■ **Requirement**: Return every one of the lines below unchanged, character for character.

■ **Listing**:

▬▬▬▬▬▬▬▬▬▬

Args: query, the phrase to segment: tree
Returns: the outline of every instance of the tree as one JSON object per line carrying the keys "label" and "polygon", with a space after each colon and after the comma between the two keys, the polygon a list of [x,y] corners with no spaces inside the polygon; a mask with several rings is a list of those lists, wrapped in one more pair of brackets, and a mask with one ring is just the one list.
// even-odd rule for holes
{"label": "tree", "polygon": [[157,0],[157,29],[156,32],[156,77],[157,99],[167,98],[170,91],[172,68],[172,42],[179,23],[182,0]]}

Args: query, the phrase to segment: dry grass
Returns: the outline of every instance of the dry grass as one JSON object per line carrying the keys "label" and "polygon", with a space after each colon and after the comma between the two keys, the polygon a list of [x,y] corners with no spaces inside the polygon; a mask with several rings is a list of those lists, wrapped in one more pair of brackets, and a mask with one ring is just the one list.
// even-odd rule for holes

▬▬▬▬▬▬▬▬▬▬

■ **Solved problem**:
Args: query, the phrase to segment: tree
Returns: the outline of every instance of the tree as one JSON object per line carrying the keys "label" and "polygon", with a space after each colon and after the comma between the two keys, the polygon a list of [x,y] corners with no spaces inside the polygon; a mask with several rings is a list of those lists, wrapped in one more pair of brackets, and a mask with one ring is just the one list.
// even-odd rule for holes
{"label": "tree", "polygon": [[157,0],[157,29],[156,32],[156,77],[157,99],[167,98],[170,91],[172,68],[172,42],[179,23],[182,0]]}

Args: query, the phrase to segment: dry grass
Returns: the outline of every instance of the dry grass as one JSON object per line carrying the keys "label" and "polygon", with a space after each colon and after the comma between the two keys, the polygon a list of [x,y] corners with no spaces inside the polygon; a mask with several rings is a list of those lists, wrapped in one more pair of brackets, and a mask with one ring is just the one list.
// even-odd rule for holes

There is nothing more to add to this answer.